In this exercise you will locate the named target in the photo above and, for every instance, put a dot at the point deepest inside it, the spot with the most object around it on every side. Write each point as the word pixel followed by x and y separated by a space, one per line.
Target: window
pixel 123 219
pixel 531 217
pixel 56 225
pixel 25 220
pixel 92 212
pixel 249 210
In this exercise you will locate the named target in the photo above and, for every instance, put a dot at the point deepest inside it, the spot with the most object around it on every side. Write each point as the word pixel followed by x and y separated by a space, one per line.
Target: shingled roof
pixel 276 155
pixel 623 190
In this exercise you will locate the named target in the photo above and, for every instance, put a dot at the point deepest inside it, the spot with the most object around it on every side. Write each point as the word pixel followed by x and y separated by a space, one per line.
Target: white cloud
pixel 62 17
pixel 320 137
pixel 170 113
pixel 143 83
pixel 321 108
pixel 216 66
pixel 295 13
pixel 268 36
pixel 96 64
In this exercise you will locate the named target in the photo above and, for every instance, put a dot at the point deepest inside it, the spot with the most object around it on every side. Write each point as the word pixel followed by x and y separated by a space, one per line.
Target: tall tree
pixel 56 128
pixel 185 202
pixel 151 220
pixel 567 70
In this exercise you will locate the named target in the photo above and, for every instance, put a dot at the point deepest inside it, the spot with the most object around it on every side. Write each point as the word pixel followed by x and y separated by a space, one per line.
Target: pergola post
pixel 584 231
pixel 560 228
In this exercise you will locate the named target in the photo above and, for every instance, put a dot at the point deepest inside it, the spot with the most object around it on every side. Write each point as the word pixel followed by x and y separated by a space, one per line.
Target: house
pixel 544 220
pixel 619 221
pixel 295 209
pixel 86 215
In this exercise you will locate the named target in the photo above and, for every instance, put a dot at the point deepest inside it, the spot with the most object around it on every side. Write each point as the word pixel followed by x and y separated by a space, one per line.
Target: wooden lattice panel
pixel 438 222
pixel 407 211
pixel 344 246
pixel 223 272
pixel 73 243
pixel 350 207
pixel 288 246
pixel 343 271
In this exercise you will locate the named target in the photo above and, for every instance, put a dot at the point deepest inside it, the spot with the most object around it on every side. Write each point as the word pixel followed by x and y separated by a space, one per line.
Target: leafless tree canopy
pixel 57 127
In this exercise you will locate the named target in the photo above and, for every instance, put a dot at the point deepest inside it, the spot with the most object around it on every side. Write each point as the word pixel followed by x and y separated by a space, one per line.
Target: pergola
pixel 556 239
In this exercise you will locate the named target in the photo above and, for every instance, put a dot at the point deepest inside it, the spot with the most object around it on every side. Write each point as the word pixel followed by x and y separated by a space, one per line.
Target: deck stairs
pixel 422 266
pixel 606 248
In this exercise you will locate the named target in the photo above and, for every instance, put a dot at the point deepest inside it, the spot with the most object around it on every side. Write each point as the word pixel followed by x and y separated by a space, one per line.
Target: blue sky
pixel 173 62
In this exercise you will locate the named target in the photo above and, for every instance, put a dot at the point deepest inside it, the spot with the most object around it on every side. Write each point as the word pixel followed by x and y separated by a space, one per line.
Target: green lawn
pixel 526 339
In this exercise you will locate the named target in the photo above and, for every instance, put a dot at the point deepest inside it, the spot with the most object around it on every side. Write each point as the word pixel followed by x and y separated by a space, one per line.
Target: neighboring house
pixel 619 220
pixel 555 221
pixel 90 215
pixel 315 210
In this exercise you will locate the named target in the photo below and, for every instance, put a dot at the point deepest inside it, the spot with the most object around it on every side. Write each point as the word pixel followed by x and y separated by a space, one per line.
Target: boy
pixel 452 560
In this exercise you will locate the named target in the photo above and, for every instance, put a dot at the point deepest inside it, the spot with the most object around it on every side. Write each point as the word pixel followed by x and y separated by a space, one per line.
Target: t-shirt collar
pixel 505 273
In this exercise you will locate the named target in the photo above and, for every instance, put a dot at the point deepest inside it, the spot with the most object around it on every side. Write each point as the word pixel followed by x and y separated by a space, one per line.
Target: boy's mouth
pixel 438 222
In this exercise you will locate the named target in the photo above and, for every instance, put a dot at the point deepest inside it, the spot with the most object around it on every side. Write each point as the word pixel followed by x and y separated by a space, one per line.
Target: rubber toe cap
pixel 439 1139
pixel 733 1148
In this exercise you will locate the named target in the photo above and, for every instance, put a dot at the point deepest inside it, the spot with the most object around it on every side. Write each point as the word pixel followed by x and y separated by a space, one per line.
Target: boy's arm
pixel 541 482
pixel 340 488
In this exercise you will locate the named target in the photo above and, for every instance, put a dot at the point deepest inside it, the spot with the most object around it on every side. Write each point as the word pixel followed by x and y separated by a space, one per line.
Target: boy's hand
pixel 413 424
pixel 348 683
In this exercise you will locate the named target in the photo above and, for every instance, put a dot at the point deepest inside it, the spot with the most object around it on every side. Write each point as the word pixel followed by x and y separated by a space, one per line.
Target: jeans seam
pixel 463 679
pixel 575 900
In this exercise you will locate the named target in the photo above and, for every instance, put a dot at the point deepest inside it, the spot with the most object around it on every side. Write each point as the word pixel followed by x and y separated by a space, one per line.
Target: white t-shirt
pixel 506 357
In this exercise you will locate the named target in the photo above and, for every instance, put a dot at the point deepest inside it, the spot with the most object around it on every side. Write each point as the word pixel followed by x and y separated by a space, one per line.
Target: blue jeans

※ ※ ※

- **Goal**:
Locate each line of the material above that contains the string "pergola", and copy those lines out in full.

- **Task solution**:
Target: pergola post
Target: pergola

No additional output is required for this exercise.